_Objectives_.
1 - From the summary on perception, output the passage that begins at the words "3. This unreality" and stops after the words "and Eastern philosophy.".
2 - Answer these questions using the summary on perception.
(a) What name is given to the unreal conjugate pairs?
(b) What is the distance between semaphores proposed to be characterized by?
(c) Between which fields is the idea said to provide a much-needed bridge?

To sum up, so far in this view, I have proposed

  1. a universe of intrinsically perceptual phenomena in which some frames of perception are more localized, that is, more spatially, temporally, and perceptually impermeable, than others.
  2. Those frames of perception which are more isolated are more aesthetically impoverished so that in the most impermeable modes, realism itself is cleaved into unreal conjugate pairs.
  3. This unreality of disunited probabilities is what we see in poor perceptual conditions and in quantum theory. I call these pairs semaphores, and the degree of perceptual magnitude they embody I call the semaphoric or approximate range of the spectrum.
  4. The distance between semaphores is proposed to be characterized by uncertainty and incompleteness. In a semaphoric frame of visible perception, possibilities of pixels and possible connections between them do not appear as images, but to a seer of images, they hint at the location of an image which can be accessed.
  5. This idea of sensitivity and presentation as doors of experience rather sense data to be fused into a phenomenal illusion is the most important piece of the whole model. I think that it provides a much-needed bridge between relativity, quantum mechanics, and the entire canon of Western and Eastern philosophy.

_Stored records_.

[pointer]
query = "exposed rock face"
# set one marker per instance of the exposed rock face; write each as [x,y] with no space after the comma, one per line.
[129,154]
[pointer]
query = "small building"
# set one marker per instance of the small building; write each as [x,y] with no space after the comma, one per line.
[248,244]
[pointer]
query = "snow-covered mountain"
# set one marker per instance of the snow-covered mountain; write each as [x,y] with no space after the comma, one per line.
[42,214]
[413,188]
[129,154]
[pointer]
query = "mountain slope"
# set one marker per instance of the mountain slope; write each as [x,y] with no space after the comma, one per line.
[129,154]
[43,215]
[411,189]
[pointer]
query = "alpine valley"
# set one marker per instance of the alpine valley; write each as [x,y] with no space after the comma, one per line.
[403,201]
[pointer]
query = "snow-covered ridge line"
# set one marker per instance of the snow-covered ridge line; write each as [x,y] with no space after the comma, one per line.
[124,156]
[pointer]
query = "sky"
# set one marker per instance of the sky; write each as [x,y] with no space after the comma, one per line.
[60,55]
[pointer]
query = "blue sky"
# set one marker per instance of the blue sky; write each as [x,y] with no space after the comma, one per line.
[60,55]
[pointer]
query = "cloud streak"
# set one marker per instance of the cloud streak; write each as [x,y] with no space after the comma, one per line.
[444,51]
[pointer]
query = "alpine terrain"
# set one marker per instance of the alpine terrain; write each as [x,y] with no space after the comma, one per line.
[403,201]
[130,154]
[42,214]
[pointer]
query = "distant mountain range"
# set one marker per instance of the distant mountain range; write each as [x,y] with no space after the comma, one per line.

_Answer set_.
1 -
3. This unreality of disunited probabilities is what we see in poor perceptual conditions and in quantum theory. I call these pairs semaphores, and the degree of perceptual magnitude they embody I call the semaphoric or approximate range of the spectrum.
  4. The distance between semaphores is proposed to be characterized by uncertainty and incompleteness. In a semaphoric frame of visible perception, possibilities of pixels and possible connections between them do not appear as images, but to a seer of images, they hint at the location of an image which can be accessed.
  5. This idea of sensitivity and presentation as doors of experience rather sense data to be fused into a phenomenal illusion is the most important piece of the whole model. I think that it provides a much-needed bridge between relativity, quantum mechanics, and the entire canon of Western and Eastern philosophy.

2 -
(a) Semaphores.
(b) Uncertainty and incompleteness.
(c) Relativity, quantum mechanics, and the entire canon of Western and Eastern philosophy.